Passage for review:

========

1958-06-04

June 4, 1958
Everyone believes that what he does is important, except for me; plus I can do nothing anyway…

Read some poems of Alexander Blok. — Ah! these Russians — how close they are to me! — My form of boredom is completely Slavonic. God knows from what steppe my ancestors came. I have in me the hereditary memory of limitlessness, like a poison.
Further, I am like the Sarmatians, a man you cannot get to the bottom of, a dubious individual, suspect and uncertain from a duplicity all the more serious since it is disinterested. Thousands of slaves cry out their opinions and their sad contradictions in me.

After a sleepless night, I went out into the street. Everyone I passed seemed like automatons; not one seemed to have the appearance of the living; each seemed moved by a secret spring; geometrical movements; nothing spontaneous; mechanical smiles; phantom gesticulations; — all were rigid…
It was the first time after insomnia that I had the impression of a rigid world, destitute of life. — These periods of wakefulness resorb my blood, even consume it; a phantom myself, how I can I see signs of reality in others?

Nearer to Greek tragedy than to the Bible. I have always understood and felt Destiny better than God.

Nothing Russian is strange to me.

My boredom is explosive. It’s the advantage I have over great boredoms, which are generally passive and soft.

Noise — the punishment, or rather the materialization of original sin.

========

Supplied data:
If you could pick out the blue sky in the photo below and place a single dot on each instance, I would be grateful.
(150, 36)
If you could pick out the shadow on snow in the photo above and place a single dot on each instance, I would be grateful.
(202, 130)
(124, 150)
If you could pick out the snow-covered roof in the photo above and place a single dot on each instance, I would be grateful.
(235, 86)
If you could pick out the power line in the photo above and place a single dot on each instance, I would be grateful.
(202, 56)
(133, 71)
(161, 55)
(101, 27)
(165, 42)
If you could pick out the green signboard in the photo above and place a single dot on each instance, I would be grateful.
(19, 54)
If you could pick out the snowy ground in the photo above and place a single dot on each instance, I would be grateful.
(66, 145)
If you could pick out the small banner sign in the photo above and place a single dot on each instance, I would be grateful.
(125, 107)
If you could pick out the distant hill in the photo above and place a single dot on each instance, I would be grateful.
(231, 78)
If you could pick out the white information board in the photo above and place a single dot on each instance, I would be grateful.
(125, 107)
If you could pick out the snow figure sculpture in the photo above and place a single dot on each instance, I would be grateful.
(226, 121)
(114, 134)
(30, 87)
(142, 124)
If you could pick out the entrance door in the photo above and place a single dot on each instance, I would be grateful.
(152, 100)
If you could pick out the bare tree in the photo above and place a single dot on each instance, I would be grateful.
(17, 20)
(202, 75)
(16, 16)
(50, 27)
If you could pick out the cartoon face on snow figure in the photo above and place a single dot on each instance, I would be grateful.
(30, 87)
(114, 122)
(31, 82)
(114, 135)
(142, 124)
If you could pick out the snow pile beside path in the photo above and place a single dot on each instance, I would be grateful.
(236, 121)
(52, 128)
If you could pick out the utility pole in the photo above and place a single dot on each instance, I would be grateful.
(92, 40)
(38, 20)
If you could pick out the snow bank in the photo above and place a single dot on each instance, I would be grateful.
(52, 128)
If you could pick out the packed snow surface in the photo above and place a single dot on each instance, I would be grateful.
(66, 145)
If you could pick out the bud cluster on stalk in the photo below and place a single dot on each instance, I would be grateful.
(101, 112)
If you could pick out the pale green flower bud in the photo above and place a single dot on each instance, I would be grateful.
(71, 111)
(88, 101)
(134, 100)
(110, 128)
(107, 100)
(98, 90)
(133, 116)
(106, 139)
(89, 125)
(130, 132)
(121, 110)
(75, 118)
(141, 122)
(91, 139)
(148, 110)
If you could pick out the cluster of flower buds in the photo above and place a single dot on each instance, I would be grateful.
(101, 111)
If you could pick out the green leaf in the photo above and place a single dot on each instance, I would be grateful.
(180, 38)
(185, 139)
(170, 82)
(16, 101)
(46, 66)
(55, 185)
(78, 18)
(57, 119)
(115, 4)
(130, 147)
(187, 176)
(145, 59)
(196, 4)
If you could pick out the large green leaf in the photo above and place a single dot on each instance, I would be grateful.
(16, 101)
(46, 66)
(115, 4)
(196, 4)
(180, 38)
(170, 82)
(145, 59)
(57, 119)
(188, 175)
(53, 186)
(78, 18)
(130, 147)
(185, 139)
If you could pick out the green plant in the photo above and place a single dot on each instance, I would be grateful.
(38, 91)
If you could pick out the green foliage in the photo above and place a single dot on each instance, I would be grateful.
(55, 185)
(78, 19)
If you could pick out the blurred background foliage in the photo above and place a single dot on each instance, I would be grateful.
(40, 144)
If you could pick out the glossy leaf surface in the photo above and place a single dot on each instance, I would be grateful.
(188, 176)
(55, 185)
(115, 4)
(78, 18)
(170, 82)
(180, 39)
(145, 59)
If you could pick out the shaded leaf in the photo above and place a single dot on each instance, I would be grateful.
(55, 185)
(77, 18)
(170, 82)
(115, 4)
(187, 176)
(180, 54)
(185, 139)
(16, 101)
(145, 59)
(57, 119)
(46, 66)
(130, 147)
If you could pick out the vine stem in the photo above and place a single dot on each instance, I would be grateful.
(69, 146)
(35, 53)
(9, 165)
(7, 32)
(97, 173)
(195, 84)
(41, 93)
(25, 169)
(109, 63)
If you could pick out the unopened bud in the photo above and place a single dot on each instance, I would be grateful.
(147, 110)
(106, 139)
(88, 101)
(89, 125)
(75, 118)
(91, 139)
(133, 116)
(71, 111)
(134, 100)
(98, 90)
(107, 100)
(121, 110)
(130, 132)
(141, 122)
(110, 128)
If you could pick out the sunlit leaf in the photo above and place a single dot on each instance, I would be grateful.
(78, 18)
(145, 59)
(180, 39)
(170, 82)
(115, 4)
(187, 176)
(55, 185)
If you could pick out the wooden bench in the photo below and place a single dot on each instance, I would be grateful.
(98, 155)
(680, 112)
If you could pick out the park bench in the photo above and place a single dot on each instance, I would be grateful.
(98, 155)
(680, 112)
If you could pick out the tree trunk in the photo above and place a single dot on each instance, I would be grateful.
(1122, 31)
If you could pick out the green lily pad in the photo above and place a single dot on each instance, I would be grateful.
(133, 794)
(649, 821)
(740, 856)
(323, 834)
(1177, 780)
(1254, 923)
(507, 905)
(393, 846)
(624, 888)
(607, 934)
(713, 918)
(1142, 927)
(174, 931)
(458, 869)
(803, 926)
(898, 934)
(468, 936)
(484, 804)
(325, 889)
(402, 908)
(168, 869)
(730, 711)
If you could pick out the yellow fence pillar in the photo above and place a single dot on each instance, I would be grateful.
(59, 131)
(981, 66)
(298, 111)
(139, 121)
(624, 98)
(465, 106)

========

Problems and tasks:
1: Copy the journal entry starting at "June 4, 1958" and ending after "like a poison.", renaming "Russians" to "Slavs".
2: Answer these questions about the journal entry:
(a) What does the writer say they have always understood and felt better than God?
(b) Where did the writer go after a sleepless night?
(c) Besides a punishment, what does the writer call noise?
Answer from the journal entry alone, not from the records.

Responses by item number:
1:
June 4, 1958
Everyone believes that what he does is important, except for me; plus I can do nothing anyway…

Read some poems of Alexander Blok. — Ah! these Slavs — how close they are to me! — My form of boredom is completely Slavonic. God knows from what steppe my ancestors came. I have in me the hereditary memory of limitlessness, like a poison.

2:
(a) Destiny
(b) Out into the street
(c) The materialization of original sin